Problem to solve
Everything from the line containing "this sample: (421,23)." to the last line of the records must be returned verbatim; nothing else belongs in the output.

Source records:

========================

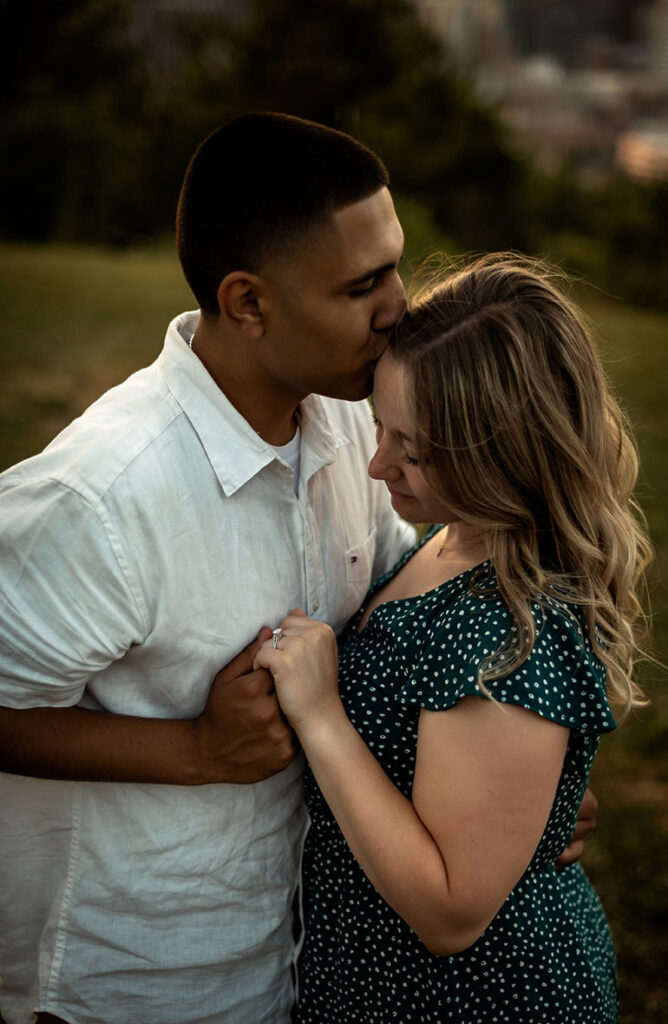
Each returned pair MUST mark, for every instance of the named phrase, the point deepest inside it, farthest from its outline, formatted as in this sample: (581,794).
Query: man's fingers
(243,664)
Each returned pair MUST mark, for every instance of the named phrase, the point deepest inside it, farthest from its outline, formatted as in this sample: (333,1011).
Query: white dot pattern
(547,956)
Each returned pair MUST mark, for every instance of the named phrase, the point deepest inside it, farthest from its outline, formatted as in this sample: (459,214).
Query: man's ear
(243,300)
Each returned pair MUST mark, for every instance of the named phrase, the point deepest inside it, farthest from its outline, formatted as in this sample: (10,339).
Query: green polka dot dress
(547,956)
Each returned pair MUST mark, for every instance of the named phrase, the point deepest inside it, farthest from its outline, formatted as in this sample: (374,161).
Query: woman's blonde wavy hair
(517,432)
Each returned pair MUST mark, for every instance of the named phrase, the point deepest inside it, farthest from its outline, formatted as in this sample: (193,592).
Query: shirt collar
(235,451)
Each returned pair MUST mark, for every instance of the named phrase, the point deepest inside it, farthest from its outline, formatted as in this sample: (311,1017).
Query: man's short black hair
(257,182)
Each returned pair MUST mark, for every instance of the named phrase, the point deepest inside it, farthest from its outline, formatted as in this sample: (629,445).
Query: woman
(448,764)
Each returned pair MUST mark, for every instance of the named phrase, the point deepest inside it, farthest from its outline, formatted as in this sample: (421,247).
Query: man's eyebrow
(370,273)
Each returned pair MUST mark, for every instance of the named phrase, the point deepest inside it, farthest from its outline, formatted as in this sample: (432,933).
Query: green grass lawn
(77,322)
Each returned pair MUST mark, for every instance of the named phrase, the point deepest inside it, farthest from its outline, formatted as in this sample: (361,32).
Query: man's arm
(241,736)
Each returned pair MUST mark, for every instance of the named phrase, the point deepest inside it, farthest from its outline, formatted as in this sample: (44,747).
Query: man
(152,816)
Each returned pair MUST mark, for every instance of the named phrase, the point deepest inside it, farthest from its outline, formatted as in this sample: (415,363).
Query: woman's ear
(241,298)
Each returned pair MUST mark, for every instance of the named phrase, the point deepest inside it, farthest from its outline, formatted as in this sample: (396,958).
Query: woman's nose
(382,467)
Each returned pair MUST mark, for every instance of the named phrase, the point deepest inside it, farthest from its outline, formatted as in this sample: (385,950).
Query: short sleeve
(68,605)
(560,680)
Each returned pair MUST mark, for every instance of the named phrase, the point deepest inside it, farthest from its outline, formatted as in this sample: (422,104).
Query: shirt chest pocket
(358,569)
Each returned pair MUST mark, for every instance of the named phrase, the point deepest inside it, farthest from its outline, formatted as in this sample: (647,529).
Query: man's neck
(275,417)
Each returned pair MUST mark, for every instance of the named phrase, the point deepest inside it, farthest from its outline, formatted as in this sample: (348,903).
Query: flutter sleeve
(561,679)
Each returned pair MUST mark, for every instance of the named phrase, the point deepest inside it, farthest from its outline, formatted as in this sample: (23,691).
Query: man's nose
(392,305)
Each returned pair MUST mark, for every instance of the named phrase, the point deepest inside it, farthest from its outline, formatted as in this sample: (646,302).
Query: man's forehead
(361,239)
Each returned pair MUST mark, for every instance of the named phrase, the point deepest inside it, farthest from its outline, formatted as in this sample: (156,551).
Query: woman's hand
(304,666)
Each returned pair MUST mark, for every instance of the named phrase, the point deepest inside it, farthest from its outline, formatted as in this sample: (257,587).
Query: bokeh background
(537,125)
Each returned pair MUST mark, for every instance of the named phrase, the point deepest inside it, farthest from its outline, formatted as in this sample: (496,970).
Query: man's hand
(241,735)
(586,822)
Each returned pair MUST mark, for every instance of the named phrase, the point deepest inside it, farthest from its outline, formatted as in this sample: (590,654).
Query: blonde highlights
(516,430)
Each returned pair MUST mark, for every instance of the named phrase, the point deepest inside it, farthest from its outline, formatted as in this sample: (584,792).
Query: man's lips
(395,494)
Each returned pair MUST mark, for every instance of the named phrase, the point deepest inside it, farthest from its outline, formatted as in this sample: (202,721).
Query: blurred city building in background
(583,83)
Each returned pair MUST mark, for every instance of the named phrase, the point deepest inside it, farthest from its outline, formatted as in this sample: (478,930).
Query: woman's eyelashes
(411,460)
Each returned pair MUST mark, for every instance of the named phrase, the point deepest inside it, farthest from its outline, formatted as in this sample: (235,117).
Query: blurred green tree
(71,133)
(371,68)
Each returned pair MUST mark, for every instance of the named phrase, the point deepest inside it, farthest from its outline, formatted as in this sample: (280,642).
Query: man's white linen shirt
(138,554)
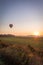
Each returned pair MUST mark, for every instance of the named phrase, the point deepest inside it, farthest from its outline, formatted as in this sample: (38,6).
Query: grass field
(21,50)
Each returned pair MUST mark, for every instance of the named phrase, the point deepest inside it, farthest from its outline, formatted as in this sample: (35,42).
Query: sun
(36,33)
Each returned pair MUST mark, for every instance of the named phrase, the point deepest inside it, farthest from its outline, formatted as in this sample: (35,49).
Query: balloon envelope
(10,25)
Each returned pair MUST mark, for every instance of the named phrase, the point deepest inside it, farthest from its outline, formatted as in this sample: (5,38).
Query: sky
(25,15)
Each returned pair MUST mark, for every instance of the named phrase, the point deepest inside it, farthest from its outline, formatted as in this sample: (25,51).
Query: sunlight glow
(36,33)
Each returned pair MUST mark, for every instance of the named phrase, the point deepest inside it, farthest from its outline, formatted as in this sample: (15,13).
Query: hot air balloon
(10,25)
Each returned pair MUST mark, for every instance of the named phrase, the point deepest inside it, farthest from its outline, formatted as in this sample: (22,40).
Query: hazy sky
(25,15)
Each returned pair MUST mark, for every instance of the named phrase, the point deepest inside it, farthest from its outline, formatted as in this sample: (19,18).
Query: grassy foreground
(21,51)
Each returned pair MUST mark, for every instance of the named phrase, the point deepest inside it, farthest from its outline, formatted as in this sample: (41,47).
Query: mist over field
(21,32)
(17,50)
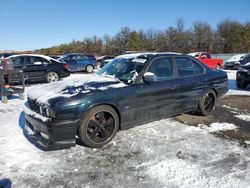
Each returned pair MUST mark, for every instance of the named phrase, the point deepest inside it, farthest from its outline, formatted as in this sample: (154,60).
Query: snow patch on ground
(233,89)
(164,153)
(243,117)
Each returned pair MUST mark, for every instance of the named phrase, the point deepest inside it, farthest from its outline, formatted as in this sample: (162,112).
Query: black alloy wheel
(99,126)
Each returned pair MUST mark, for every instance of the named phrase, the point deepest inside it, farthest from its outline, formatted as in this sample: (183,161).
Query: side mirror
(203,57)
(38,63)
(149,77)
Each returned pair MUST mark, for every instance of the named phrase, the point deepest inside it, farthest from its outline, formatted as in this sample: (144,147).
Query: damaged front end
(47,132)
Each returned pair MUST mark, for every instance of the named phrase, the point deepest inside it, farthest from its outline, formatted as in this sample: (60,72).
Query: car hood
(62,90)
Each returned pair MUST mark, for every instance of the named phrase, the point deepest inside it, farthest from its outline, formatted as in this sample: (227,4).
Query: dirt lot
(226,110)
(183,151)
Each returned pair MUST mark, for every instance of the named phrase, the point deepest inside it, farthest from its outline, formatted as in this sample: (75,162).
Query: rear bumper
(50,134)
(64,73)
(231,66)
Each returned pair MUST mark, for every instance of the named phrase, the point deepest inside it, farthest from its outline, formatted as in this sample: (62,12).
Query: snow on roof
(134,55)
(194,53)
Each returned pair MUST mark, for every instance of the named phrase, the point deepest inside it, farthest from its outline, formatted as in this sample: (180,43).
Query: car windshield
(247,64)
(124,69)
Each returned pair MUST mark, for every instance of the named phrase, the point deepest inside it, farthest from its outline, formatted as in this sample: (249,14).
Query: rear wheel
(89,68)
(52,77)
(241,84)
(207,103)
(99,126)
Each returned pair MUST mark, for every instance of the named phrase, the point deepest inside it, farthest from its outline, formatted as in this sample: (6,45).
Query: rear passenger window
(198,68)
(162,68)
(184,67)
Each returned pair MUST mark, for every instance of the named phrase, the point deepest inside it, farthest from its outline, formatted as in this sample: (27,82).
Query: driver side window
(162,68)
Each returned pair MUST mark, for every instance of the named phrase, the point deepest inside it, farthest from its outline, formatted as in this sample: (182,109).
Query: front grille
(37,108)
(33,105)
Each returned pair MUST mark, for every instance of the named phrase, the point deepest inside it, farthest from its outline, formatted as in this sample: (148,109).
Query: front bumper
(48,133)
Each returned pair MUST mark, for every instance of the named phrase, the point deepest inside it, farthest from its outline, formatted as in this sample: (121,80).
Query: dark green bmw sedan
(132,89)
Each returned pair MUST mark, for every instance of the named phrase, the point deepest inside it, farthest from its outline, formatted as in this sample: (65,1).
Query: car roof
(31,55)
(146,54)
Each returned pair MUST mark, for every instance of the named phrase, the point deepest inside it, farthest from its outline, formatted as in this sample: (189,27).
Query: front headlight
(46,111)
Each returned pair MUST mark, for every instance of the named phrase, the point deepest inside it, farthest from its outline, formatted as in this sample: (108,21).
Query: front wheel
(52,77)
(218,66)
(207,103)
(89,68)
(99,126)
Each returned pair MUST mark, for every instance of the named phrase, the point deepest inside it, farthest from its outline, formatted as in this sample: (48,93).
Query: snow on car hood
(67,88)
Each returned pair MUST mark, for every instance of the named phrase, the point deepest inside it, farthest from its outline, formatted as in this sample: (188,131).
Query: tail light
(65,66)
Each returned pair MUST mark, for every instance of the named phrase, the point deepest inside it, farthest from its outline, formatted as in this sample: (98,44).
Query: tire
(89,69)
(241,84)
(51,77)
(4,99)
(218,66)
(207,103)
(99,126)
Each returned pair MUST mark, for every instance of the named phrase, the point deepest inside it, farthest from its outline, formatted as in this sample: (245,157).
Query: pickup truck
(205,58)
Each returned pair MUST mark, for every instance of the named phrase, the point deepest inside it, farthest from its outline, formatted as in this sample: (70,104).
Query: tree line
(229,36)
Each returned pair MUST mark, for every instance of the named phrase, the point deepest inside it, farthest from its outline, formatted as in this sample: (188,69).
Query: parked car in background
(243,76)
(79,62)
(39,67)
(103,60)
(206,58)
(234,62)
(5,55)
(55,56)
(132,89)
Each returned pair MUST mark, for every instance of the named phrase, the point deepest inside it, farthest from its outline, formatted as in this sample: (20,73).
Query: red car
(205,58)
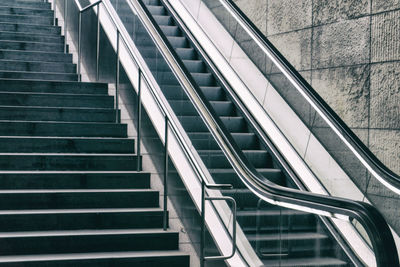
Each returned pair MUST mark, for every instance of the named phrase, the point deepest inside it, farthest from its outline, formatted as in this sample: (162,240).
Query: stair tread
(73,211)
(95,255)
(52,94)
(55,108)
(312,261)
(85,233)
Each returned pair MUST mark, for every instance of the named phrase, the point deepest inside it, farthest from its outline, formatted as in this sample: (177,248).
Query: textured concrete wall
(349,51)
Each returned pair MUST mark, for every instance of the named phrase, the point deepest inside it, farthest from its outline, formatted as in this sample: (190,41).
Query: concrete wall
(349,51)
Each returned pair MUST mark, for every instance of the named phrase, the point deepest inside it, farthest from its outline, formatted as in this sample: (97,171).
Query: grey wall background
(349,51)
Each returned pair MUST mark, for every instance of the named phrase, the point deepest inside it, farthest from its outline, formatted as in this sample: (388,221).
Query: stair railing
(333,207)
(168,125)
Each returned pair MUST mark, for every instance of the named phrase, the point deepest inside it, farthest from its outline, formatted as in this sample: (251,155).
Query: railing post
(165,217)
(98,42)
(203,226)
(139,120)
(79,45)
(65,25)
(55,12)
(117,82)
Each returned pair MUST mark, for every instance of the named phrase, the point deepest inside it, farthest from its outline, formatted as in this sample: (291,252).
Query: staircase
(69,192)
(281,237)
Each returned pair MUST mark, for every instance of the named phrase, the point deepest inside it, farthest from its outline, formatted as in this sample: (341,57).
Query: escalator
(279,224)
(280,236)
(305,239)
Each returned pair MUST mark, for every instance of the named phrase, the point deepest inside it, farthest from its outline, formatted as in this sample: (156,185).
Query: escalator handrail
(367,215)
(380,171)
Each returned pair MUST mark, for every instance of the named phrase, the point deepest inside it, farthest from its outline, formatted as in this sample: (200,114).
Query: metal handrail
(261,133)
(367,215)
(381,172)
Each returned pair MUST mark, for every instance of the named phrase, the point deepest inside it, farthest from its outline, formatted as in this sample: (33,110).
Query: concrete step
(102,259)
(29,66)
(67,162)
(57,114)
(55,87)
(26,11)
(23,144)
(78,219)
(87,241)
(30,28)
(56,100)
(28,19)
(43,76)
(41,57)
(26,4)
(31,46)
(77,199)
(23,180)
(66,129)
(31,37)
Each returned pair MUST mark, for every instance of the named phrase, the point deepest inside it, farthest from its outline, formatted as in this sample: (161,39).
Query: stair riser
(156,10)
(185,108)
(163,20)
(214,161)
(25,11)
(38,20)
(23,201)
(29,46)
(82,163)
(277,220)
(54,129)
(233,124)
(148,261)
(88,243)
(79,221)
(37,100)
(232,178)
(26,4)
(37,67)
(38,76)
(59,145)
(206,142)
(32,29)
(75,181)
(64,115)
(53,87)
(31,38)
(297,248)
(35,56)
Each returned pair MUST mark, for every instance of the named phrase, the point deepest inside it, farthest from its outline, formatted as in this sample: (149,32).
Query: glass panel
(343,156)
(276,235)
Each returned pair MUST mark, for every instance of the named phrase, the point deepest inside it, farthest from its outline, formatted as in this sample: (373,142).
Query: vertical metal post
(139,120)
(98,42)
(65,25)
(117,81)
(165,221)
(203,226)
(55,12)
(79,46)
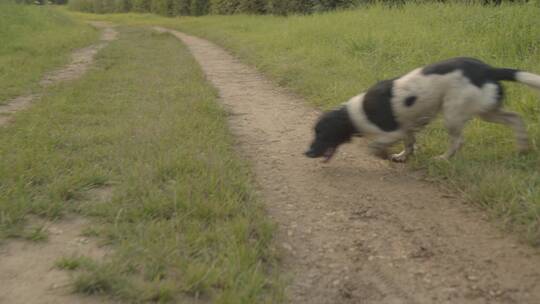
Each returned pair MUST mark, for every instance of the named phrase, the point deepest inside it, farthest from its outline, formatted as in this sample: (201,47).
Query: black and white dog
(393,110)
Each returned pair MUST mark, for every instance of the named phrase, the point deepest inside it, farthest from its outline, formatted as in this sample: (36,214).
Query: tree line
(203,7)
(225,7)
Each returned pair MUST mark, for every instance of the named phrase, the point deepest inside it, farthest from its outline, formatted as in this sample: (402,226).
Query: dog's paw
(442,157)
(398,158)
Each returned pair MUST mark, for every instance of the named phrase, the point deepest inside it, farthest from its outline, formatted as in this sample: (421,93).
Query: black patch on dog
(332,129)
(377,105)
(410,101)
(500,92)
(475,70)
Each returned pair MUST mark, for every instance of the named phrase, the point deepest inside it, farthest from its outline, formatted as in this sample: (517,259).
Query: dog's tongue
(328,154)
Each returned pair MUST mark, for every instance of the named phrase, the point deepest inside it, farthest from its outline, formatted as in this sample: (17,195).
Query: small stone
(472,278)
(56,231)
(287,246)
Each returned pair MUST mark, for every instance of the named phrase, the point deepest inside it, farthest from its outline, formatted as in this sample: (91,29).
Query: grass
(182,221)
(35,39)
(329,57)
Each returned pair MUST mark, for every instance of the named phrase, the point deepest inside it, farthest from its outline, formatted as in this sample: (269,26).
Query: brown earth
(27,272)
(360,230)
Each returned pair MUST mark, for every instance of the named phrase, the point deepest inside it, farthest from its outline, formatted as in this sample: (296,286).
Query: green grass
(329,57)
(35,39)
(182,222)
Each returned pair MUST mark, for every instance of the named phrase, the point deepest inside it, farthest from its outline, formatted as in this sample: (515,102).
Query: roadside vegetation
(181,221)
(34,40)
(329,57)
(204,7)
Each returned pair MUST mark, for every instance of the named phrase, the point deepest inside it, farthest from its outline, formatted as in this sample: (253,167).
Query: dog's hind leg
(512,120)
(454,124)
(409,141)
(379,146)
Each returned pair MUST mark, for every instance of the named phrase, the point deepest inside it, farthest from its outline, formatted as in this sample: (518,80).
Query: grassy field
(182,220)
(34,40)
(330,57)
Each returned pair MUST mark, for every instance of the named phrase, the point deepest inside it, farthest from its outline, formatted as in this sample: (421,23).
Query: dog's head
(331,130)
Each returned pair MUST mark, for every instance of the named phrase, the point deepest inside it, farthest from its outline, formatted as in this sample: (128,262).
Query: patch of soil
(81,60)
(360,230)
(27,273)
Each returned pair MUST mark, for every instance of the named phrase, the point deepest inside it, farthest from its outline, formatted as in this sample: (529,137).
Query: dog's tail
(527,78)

========================

Full solution
Each returned pair MUST mark, for every instance of the named phrase, the point deepest inside it, farthest from its outline, formatted as in this sample: (421,23).
Query: dog's head
(331,130)
Each returned pair MUST mark, for every instance of the named phrase, the point deepest inside it, farthest from its outline, formatted as in this sample: (128,262).
Query: patch of soil
(81,60)
(360,230)
(27,273)
Each returned pair MUST mark, for every instance of the named phrase, the point deepest inside it, farthest from its outline, formatted as in this sample: (529,137).
Query: dog's tail
(527,78)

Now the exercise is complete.